Problem requirements: Please render the items below as a Markdown table with the columns No. and Line, one numbered row per line, skipping blank lines and leaving the pictures out.

## start Exercise data

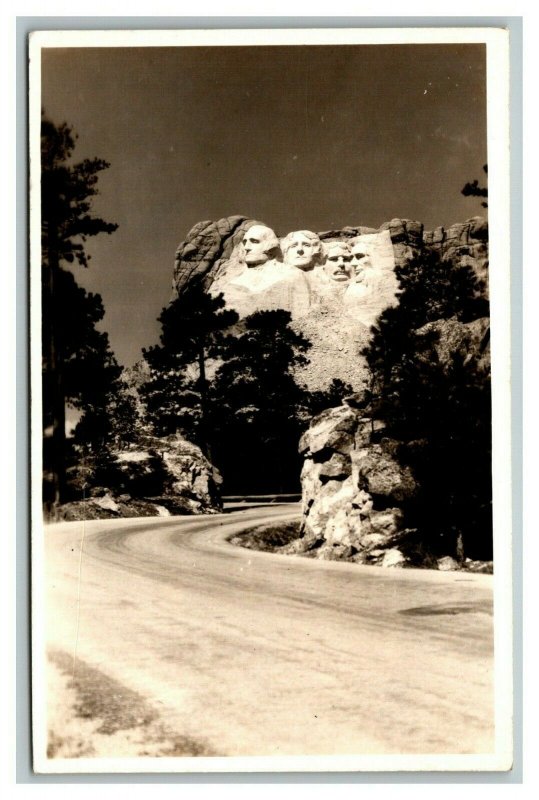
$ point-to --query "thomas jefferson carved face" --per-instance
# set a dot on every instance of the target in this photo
(258, 244)
(301, 249)
(337, 265)
(361, 260)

## end Exercise data

Result of this task:
| No. | Line |
|---|---|
| 1 | $ point-to --query "thomas jefferson carved face" --per-instance |
| 2 | # set a dot on every instance of the target in this photo |
| 3 | (258, 244) |
| 4 | (301, 249) |
| 5 | (337, 265) |
| 6 | (361, 260) |